Stated goal 1
State how many lines of the records contain the string "door", matching case exactly, and give only that number.

- - - - - - -

# Thank you, 420layersofdank



## Adirondack (Apr 25, 2015)

Tonight my wife and another couple went to Bistro Blanc (north of DC) to celebrate my 60th birthday. I had heard good things about it and wanted to go somewhere that had a KKF member as chef to make it a bit more personal. I had PMed Chef Janny about coming and he was very welcoming. Well, the restaurant, food and especially Janny were all wonderful. He came out early on to meet us and I was surprised by how young he was and it was a thrill to meet my first forum member in person. It's nice to know you guys aren't all axe murderers. :lol2:

Janny was very generous, sending out little surprises for us throughout the meal. Had my first raw oyster as a shooter with blood Orange and other ingredients. Very refreshing. My main course was red snapper that included two of my favorite spring ingredients - morels and ramps. It was all excellent, as was everyone else's food.

I had brought a couple of knives for show and tell, but the kitchen was just too busy by the end of our meal to take Janny away from his work. Maybe another time. I hope our server conveyed to you, Janny, how truly appreciative we were of everything. It was a very memorable evening.


----------



## WildBoar (Apr 25, 2015)

That's great! He and Marc served up a memorable dinner there for me and a handful of car club friends about 1-1/2 years ago. I know they didn't miss a beat when Marc moved to a place in Fells Point, although it's likely 420 has to put in even more hours than before. Great ingredients well-prepared, with some nice 'treats' thrown in here and there. Definitely a place to frequent if you live close to Columbia.


----------



## marc4pt0 (Apr 25, 2015)

Very nice! I'm more than thrilled to admit I'm Janny's biggest fan, glad to here his fan club is growing!


----------



## 420layersofdank (Apr 26, 2015)

Adirondack!! Check ur inbox! 
Wow you guys are too flattering!! I really have to say that without Marcs humble structure of guidance and patience, I would probably not live to cook and cook to live. And hAve you seen his WHOLE knife collection? Enough said, I love you Marc Dixon. Let's just say If I was Bruce jenner, I would Tear Dat ass up !!!!


----------



## cheflarge (Apr 26, 2015)

LMFAO :bliss: :doublethumbsup: :O  :lol2:


----------

- - - - - - -

Stated goal 2
In the forum thread about the birthday dinner at Bistro Blanc, which two spring ingredients came with the red snapper main course?

- - - - - - -

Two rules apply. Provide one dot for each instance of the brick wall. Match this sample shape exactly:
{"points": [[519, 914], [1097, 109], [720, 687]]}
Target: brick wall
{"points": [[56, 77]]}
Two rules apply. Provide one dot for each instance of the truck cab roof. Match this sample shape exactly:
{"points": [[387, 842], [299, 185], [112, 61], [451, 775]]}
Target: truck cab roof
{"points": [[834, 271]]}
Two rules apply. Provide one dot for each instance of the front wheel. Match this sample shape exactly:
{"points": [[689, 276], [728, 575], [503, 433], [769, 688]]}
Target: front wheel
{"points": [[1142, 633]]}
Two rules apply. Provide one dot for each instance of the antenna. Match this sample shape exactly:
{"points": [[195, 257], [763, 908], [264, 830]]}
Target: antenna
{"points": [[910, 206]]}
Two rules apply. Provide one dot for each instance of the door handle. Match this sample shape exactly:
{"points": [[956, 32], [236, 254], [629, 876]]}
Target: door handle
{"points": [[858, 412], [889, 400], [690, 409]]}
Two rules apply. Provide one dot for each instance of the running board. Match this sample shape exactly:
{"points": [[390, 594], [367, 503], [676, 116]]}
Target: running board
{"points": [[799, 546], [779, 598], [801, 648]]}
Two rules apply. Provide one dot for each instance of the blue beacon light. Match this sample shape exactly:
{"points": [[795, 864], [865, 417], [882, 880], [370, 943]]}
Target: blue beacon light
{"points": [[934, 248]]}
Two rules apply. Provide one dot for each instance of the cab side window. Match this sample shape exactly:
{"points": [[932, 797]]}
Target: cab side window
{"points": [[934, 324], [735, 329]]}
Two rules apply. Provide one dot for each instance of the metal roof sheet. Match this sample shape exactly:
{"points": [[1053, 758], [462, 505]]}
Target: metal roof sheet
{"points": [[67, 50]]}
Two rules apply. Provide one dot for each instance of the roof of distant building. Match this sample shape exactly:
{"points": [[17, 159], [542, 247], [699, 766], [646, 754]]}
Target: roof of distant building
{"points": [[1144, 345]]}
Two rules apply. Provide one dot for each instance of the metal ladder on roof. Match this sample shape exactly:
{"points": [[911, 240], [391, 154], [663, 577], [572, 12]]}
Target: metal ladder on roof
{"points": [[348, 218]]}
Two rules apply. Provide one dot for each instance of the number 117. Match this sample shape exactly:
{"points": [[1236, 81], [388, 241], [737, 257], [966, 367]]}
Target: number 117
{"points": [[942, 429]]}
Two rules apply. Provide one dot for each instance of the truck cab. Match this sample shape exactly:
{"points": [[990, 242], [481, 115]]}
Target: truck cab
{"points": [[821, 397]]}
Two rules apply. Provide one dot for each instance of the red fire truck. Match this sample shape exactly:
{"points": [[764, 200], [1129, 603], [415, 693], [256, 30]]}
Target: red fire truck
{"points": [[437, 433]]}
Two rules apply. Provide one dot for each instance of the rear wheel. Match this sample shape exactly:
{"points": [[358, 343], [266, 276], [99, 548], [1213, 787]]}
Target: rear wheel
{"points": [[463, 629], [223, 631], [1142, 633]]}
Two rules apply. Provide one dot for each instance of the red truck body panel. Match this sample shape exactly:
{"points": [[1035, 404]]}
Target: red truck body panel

- - - - - - -

Reply 1
2

Reply 2
Morels and ramps.